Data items

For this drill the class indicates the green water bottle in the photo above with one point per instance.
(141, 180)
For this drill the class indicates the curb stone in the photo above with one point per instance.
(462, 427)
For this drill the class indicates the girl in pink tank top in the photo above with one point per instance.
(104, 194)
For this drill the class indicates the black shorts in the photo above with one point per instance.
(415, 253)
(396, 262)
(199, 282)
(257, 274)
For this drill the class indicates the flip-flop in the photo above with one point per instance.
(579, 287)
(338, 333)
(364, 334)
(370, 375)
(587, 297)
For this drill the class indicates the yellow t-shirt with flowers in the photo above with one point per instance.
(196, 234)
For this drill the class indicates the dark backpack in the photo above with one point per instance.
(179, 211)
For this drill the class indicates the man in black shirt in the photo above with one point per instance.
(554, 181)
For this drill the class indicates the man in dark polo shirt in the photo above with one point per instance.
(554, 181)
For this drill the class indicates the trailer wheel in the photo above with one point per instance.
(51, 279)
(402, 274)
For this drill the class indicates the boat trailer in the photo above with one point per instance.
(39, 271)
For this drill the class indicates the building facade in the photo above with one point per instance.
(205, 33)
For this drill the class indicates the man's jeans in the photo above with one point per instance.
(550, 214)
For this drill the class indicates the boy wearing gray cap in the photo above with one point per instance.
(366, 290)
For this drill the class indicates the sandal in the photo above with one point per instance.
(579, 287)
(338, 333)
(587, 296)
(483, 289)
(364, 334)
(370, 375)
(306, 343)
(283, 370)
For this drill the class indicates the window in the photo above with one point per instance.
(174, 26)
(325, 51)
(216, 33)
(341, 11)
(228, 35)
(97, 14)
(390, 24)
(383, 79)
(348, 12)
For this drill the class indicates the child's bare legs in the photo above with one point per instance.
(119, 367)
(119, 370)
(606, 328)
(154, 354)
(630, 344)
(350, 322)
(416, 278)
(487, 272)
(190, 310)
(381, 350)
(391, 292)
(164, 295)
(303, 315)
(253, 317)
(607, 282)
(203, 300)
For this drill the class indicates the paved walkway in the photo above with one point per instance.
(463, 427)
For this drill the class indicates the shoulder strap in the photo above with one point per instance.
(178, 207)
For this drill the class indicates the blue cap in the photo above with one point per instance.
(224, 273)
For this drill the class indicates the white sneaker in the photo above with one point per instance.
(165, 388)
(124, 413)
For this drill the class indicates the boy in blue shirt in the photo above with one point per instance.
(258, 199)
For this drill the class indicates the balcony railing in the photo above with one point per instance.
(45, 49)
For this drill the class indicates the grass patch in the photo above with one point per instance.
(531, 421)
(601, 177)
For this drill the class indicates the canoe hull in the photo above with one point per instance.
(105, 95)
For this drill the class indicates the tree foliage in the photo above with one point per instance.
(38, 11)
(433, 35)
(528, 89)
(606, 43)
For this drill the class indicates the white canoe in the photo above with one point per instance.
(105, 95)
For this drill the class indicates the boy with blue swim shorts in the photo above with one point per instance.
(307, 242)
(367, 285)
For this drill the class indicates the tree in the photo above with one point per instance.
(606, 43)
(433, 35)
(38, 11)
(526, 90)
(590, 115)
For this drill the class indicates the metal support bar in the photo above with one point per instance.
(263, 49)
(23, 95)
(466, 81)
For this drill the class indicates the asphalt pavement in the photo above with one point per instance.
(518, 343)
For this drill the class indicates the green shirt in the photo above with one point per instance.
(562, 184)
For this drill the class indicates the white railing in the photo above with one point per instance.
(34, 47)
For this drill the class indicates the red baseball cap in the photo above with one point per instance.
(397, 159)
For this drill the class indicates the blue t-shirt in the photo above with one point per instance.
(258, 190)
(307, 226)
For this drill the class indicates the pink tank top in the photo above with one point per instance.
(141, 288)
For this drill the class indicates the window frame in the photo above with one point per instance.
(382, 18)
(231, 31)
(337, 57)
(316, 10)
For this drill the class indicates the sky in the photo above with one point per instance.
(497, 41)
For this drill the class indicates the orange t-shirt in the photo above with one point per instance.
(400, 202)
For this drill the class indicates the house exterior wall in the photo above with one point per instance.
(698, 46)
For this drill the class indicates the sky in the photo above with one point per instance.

- **Brief**
In full and without alteration, retype the entries above.

- **Response**
For this drill the class indicates the green water bottle in the photo above with one point per instance.
(141, 180)
For this drill the class indicates the curb stone in the photo above with one point per instance.
(462, 427)
For this drill the class indicates the girl in pink tank top in the photo above with one point per instance.
(104, 194)
For this drill the class indicates the black shorts in the photo above with one point per instance.
(415, 253)
(396, 262)
(199, 282)
(257, 274)
For this drill the class indicates the flip-flop in the photo above with one point per instance.
(579, 287)
(338, 333)
(364, 334)
(370, 375)
(587, 297)
For this drill the class indicates the yellow t-shirt with flowers in the photo above with one point per instance.
(196, 234)
For this drill the class indicates the dark backpack in the photo above with one point per instance.
(179, 211)
For this drill the class indicates the man in black shirt in the photo above with one point per instance.
(554, 181)
For this drill the class indicates the man in dark polo shirt in the photo above with one point per instance.
(554, 181)
For this drill the class indicates the trailer wheel in the photo above with one point per instance.
(51, 279)
(402, 274)
For this drill the class indicates the boat trailer in the photo above with one point per instance.
(39, 271)
For this drill the class indicates the building facade in the photo above with one point per instance.
(205, 33)
For this drill the class indicates the man's jeans in the photo above with one point per instance.
(550, 214)
For this drill the class indicates the boy wearing gray cap in the photo above with one point per instance.
(366, 290)
For this drill the class indicates the sandal in the photo above with one point per instance.
(579, 287)
(338, 333)
(587, 296)
(483, 289)
(364, 334)
(370, 375)
(306, 343)
(283, 370)
For this drill the class indicates the window in the photo above with one point per instance.
(174, 26)
(325, 51)
(216, 33)
(341, 11)
(228, 35)
(97, 14)
(390, 24)
(383, 79)
(348, 12)
For this drill the class indicates the child's bare legs in the photo above with one point per instance.
(119, 367)
(119, 370)
(606, 328)
(154, 354)
(630, 344)
(350, 322)
(416, 278)
(487, 272)
(190, 310)
(381, 350)
(391, 292)
(164, 295)
(303, 315)
(253, 317)
(607, 282)
(203, 300)
For this drill the class indicates the paved walkway in the photo above with one point per instance.
(463, 427)
For this drill the class indicates the shoulder strap in the photo above with one point per instance.
(178, 207)
For this drill the class indicates the blue cap in the photo above with one point per instance.
(224, 273)
For this drill the class indicates the white sneaker in the photo above with one point per instance.
(165, 388)
(124, 413)
For this drill the class indicates the boy in blue shirt in the photo above with one point per instance.
(258, 199)
For this drill the class indicates the balcony railing in the photo above with one point per instance.
(45, 49)
For this drill the class indicates the grass patch in the photo above with one point per instance.
(531, 421)
(601, 177)
For this drill the class indicates the canoe hull in the photo above with one point per instance.
(105, 95)
For this drill the class indicates the tree foliage in the photo above with one point per instance.
(38, 11)
(433, 35)
(528, 89)
(606, 43)
For this drill the class indicates the white canoe in the photo above with one point per instance.
(105, 95)
For this drill the class indicates the boy with blue swim shorts in the photo above with one point per instance.
(307, 242)
(367, 285)
For this drill the class indicates the tree in the photo above with one point per instance.
(606, 43)
(433, 35)
(38, 11)
(526, 90)
(590, 115)
For this drill the class indicates the metal support bar in the photo above with one point per instance.
(263, 49)
(23, 95)
(466, 81)
For this drill the class indicates the asphalt pavement in the photo above with one point per instance.
(518, 343)
For this drill the class indicates the green shirt in the photo above with one point per instance.
(562, 184)
For this drill the class indicates the white railing in the photo above with one point per instance.
(34, 47)
For this drill the class indicates the red baseball cap in the photo above with one point per instance.
(397, 159)
For this drill the class indicates the blue t-shirt in the photo above with one point per instance.
(258, 190)
(307, 226)
For this drill the class indicates the pink tank top in the photo above with one point per instance.
(141, 288)
For this drill the class indicates the window frame in the photo above with one point per instance.
(382, 18)
(231, 31)
(337, 57)
(316, 10)
For this drill the class indicates the sky in the photo above with one point per instance.
(497, 41)
For this drill the class indicates the orange t-shirt in the photo above with one point per instance.
(400, 202)
For this drill the class indicates the house exterior wall in the photo above with one point per instance.
(698, 46)
For this drill the class indicates the sky in the photo above with one point per instance.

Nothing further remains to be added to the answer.